• _Your goal_
Copy out the records again, starting at the line that has "Exercise. Mark the white fuselage" and stopping after the last line of the records. Multiply every coordinate in the answers by 0.25 and round to whole numbers, with halves going up. Leave the sample points as they are, and leave the pictures out.

• _Recorded data_
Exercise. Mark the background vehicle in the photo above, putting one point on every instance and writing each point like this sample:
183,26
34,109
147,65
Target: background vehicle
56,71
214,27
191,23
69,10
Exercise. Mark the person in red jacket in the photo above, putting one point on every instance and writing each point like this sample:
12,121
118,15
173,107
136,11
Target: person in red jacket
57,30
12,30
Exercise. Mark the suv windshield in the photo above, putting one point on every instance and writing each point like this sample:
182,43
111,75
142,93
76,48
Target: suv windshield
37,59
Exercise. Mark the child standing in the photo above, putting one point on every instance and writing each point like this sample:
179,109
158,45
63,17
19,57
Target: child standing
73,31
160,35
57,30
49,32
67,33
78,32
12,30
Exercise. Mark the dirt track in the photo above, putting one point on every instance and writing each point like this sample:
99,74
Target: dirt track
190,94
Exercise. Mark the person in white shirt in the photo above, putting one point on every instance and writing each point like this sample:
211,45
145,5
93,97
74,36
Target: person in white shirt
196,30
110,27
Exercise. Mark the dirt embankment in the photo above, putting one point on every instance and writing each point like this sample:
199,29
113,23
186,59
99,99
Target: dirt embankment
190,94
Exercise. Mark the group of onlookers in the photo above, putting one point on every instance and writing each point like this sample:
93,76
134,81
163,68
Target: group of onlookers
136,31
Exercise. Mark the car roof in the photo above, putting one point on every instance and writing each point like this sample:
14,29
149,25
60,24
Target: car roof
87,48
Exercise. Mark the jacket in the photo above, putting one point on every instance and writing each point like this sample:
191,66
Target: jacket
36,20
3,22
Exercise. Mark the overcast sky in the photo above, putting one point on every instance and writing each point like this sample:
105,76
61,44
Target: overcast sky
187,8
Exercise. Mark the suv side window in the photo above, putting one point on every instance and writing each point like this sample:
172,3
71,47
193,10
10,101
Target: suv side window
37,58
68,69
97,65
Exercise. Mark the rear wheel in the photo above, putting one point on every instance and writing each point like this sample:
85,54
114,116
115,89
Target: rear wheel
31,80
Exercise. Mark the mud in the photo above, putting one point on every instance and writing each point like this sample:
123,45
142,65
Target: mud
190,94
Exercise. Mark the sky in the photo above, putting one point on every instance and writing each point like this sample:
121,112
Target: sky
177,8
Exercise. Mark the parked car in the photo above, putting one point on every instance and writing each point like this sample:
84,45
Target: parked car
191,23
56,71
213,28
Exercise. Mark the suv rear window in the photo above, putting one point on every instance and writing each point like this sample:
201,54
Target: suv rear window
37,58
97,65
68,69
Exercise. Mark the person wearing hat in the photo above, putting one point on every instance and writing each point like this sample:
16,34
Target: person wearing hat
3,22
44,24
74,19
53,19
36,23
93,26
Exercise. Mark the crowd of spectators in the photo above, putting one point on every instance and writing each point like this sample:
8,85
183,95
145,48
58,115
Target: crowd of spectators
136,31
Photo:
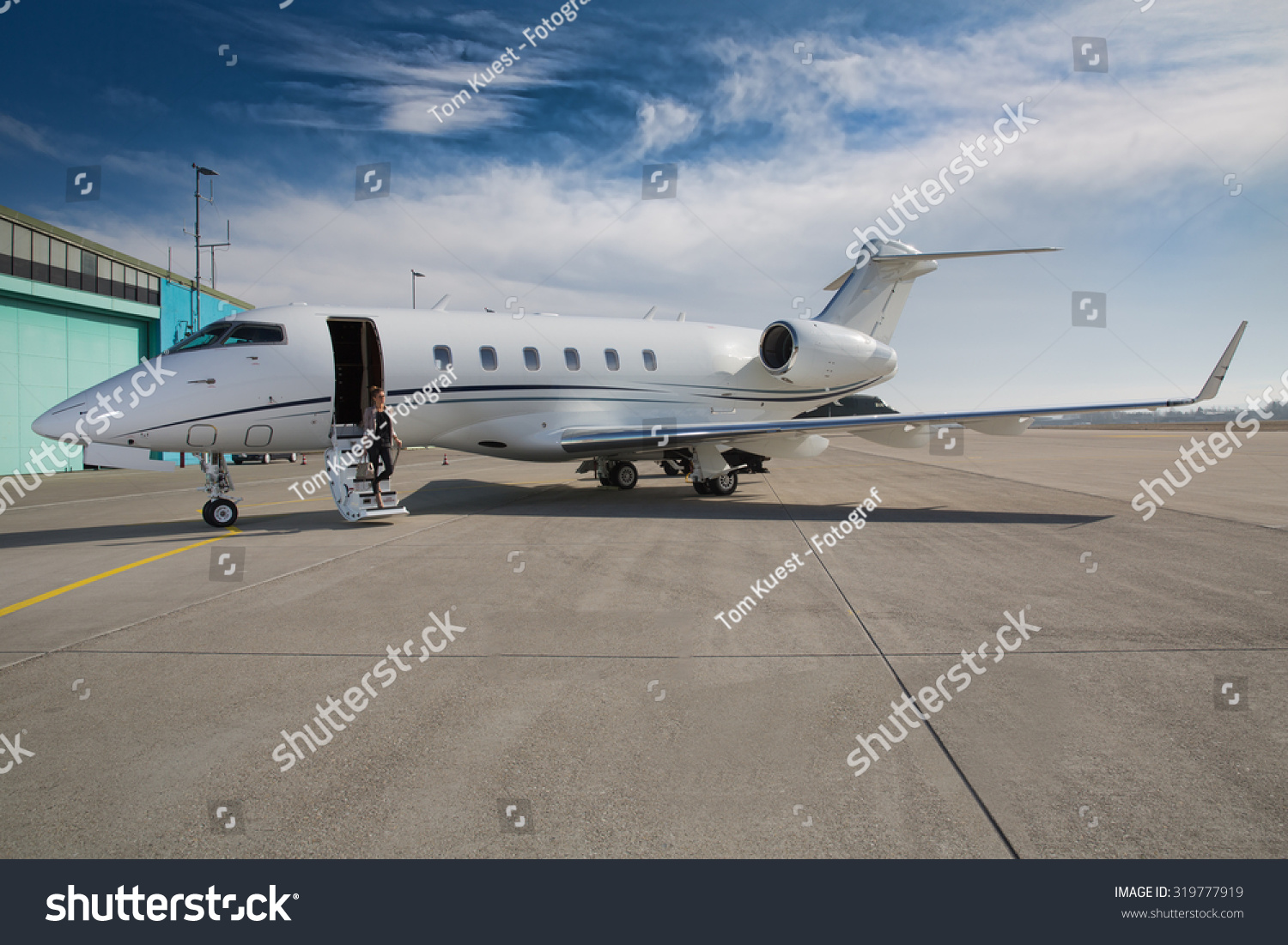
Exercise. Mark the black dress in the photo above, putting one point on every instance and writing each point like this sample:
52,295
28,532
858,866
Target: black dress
381,463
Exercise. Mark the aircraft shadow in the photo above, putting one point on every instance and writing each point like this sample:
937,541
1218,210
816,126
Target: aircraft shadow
656,500
677,500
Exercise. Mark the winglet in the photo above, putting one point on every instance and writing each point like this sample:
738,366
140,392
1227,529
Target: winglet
1213,383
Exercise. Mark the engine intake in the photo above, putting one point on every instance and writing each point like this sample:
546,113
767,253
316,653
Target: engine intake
778,347
817,354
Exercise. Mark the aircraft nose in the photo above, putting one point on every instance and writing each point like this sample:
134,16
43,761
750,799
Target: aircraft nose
53,422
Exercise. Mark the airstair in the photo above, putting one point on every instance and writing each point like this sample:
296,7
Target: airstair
350,479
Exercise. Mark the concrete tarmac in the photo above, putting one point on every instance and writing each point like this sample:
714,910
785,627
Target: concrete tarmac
594,694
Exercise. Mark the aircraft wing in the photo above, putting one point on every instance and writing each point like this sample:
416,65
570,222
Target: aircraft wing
589,440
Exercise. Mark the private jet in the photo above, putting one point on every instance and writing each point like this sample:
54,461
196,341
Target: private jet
705,401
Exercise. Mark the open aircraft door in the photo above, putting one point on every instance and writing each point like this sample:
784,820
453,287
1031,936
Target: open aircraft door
358,367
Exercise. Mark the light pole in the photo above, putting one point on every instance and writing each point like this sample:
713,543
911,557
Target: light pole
197,174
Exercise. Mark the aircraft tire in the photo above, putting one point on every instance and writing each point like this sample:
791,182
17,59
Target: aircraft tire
219,512
724,486
625,476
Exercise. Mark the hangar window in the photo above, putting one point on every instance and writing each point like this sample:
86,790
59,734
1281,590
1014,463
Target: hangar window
257,335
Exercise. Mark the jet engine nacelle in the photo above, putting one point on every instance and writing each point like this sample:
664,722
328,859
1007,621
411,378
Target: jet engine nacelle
818,354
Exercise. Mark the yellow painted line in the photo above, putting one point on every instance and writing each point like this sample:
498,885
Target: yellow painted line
46,595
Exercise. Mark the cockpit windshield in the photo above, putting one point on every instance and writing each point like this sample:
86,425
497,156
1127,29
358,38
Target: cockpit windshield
203,339
232,334
255,335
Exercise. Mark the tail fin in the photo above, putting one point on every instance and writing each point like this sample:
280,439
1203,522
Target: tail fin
870,298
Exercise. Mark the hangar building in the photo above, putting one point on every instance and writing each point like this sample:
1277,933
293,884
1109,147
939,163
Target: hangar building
74,313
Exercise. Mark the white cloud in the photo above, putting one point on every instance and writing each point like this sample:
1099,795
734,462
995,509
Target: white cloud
664,123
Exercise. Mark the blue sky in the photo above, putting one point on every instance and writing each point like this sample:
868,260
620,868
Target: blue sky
791,124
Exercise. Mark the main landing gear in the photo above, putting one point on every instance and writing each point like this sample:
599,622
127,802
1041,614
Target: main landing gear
621,474
221,509
724,484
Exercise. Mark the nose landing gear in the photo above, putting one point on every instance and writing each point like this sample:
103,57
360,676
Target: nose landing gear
221,509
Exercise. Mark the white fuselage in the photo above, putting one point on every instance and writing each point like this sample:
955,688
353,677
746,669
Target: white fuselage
231,394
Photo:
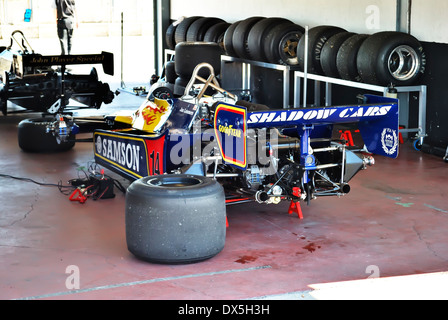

• _The completed task_
Exercise. Mark the white fuselage in the photo above, putting one point on every instance and writing each point like this sample:
955,688
353,677
746,669
Target: white fuselage
58,99
Photo:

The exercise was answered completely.